>> Start SOURCE DOCUMENT
Additionally, we noted in a previous post that in Psalm 95 an unnamed voice addresses Israel with an admonition not to be stubborn as the people were at Meribah and at Massah (95:7b-11). Meribah is mentioned again at 106:32 with emphasis on its consequences for Moses—but is mentioned elsewhere in the Psalter only at 81:8.  Finally, Moses (as well as Aaron and Samuel) enter suddenly into Psalm 99 in a reminder of Yahweh’s rule over Israel via law and decree at Sinai.

This Mosaic emphasis in Book 4 may have hermeneutical implications for the way that we hear the references to creation in the psalms other than the kingship psalms of 93-100—and perhaps also influences the way that we hear the references both to creation and kingship in 93-100 as well.  We will return to the significance of Moses below, but first it is necessary to contextualize Psalms 90-106 within the preceding narrative “flow” of the Psalter within which Book 4 is situated.[1]

Variations of a doxological refrain such at that in Psalm 41:14 (“Blessed is the LORD, God of Israel, from eternity to eternity! Amen and Amen”) divide the Psalter into five books of unequal length and unclearly differentiated content.[2]  Although it is often unclear why a given psalm falls just where it does within these five “books” of the Psalter, Christopher Seitz has proposed that the figure of David (and the royal promises given to him by Yahweh) constitutes one of the principles of ordering.
>> End SOURCE DOCUMENT
>> Start INFORMATION PROVIDED
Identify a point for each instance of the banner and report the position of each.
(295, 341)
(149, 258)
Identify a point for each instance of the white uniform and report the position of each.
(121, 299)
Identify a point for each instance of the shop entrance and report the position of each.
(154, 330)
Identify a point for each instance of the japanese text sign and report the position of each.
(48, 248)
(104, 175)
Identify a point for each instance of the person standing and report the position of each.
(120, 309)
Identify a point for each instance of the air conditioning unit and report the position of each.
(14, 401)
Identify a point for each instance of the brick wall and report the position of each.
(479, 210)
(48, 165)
>> End INFORMATION PROVIDED
§ EXERCISES TO COMPLETE
1. Output the part of the Psalms passage that opens with the words containing "Variations of a" and closes with "principles of ordering.", copied exactly.
2. Sum up the Psalms passage in two sentences.

§ FINAL ANSWERS
1.
Variations of a doxological refrain such at that in Psalm 41:14 (“Blessed is the LORD, God of Israel, from eternity to eternity! Amen and Amen”) divide the Psalter into five books of unequal length and unclearly differentiated content.[2]  Although it is often unclear why a given psalm falls just where it does within these five “books” of the Psalter, Christopher Seitz has proposed that the figure of David (and the royal promises given to him by Yahweh) constitutes one of the principles of ordering.

2. The Psalms passage points to references to Moses and related episodes in Book 4 of the Psalter: the warning about Meribah and Massah in Psalm 95, Meribah again at 106:32, and Moses, Aaron and Samuel in Psalm 99. It suggests this Mosaic emphasis may affect how references to creation and kingship in these psalms are heard, and it notes that doxological refrains divide the Psalter into five books, with Christopher Seitz proposing the figure of David as one principle of their ordering.